By AMERICAN HEART ASSOCIATION NEWS
Hispanics/Latinos are rarely aware of a heart-pumping problem in which they suffer at higher rates, according to new research in the American Heart Association’s journal Circulation: Heart Failure.
In the Echocardiographic Study of Hispanics/Latinos, known as ECHO-SOL, about half of the 1,818 middle-aged and older Hispanics/Latinos had cardiac dysfunction. Yet, fewer than one in 20 knew they had it.
Cardiac dysfunction is serious because it can develop into heart failure, a chronic disease in which the heart pumps less blood than the body needs to remain healthy.
“The perception has been that Hispanics/Latinos are a low-risk group for cardiac dysfunction, but that is not true,” said Carlos Rodriguez, M.D., M.P.H., study senior author and associate professor of medicine and epidemiology at Wake Forest Baptist Medical Center in Winston-Salem, North Carolina.
Researchers used ultrasound images of the heart to identify cardiac dysfunction in people ages 45-74 living in the Bronx, Chicago, Miami and San Diego. Among those with high rates of risk factors for cardiac dysfunction:
- Half were obese;
- Half had high blood pressure;
- Two-thirds had diabetes;
- Two-thirds reported low levels of physical activity;
- One-fifth were smokers.

Data section:
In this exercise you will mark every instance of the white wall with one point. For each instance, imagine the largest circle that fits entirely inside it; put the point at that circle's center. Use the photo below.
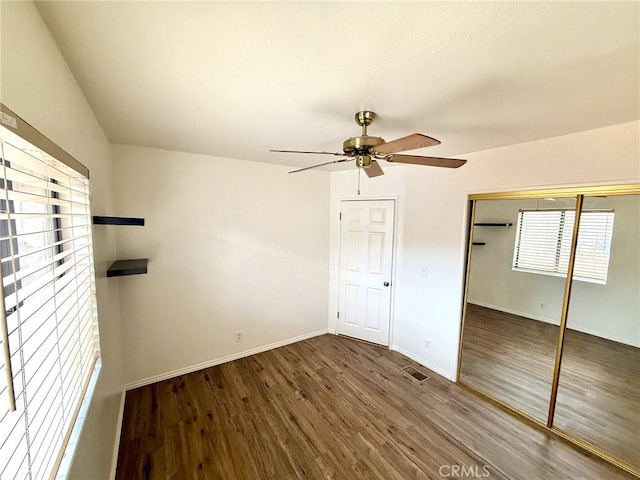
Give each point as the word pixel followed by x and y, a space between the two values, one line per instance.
pixel 432 208
pixel 610 311
pixel 37 84
pixel 232 245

Questions:
- A) According to the heart study article, how many middle-aged and older Hispanics/Latinos took part in ECHO-SOL?
- B) List every place the heart study article names where the study participants lived.

Written answers:
- A) 1,818

- B) The Bronx, Chicago, Miami, San Diego